Given problem — In the material below, copy out word for word the lines from the one containing "Locate every white front" through the one containing "[38,111,148,418]", including both of those lines.

######

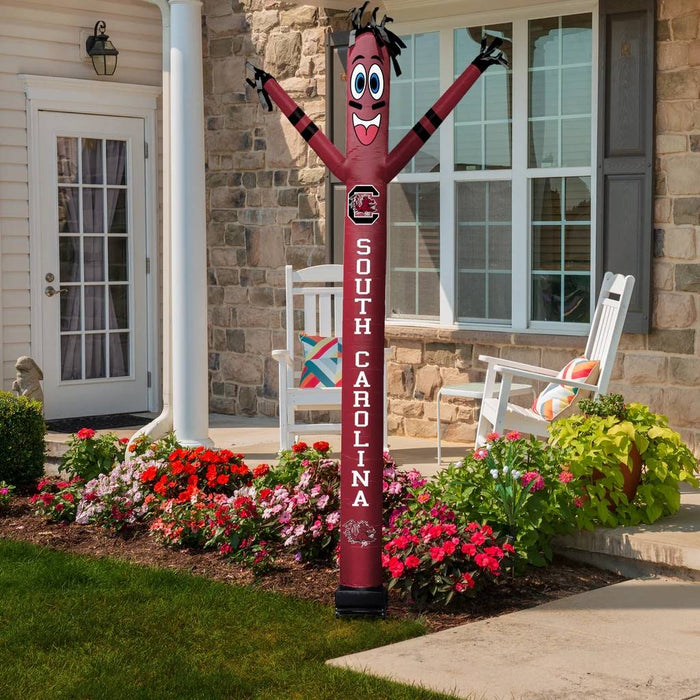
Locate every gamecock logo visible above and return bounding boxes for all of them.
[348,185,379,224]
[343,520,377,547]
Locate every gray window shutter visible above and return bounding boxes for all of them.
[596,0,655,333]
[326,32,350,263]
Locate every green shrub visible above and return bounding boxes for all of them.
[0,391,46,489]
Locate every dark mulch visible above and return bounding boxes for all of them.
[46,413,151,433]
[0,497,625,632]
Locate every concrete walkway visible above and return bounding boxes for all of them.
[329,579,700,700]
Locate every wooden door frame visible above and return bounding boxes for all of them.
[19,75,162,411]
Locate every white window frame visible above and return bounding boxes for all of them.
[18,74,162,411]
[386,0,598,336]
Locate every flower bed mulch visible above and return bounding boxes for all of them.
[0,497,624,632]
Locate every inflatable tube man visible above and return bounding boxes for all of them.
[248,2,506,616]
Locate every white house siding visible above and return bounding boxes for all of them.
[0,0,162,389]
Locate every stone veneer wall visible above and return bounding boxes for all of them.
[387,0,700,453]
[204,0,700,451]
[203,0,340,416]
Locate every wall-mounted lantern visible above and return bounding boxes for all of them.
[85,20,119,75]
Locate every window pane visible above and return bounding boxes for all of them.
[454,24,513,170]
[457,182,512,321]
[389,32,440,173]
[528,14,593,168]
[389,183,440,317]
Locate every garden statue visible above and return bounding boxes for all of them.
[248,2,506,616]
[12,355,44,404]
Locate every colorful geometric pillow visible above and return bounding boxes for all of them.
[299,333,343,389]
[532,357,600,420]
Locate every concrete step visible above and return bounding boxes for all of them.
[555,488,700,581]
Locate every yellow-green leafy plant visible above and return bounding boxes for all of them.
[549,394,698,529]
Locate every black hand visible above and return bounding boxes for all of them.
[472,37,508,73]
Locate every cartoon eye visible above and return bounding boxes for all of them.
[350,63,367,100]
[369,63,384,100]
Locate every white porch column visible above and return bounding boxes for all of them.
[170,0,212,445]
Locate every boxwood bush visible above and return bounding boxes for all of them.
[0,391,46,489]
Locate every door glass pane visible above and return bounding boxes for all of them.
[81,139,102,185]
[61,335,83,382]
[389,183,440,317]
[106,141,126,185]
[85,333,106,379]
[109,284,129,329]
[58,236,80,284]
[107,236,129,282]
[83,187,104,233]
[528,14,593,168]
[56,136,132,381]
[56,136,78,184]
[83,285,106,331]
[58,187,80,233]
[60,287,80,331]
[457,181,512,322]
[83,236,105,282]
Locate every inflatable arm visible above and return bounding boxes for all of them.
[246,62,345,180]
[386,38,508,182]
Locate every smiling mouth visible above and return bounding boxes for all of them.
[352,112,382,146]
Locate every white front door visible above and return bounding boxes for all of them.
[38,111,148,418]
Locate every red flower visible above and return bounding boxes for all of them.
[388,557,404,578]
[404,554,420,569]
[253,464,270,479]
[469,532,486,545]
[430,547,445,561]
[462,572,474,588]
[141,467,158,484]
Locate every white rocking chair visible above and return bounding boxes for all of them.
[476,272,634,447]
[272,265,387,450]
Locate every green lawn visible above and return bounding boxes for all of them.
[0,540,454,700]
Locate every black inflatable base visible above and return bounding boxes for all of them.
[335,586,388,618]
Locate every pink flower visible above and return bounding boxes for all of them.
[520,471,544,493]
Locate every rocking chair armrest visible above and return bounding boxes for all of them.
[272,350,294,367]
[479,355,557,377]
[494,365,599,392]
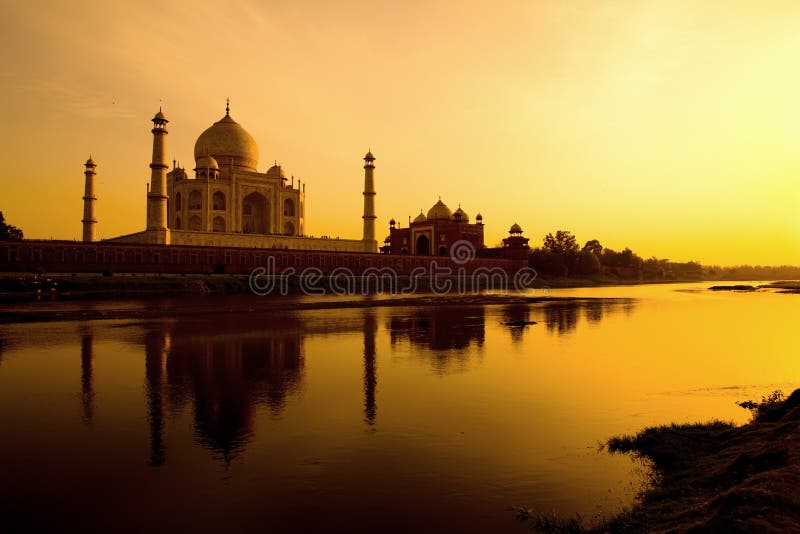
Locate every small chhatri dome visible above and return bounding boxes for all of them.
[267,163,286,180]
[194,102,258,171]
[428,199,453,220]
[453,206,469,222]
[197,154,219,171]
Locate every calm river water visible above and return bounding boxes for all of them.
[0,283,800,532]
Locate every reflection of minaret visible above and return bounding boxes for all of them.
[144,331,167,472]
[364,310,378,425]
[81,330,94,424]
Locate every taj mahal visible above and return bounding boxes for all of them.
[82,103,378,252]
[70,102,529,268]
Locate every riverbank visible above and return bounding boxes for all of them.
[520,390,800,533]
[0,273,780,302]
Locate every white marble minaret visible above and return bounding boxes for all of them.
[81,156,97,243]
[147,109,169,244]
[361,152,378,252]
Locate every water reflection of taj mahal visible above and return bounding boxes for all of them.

######

Task response —
Locate every white front door visible above and return bounding boxes for all of them.
[38,111,148,418]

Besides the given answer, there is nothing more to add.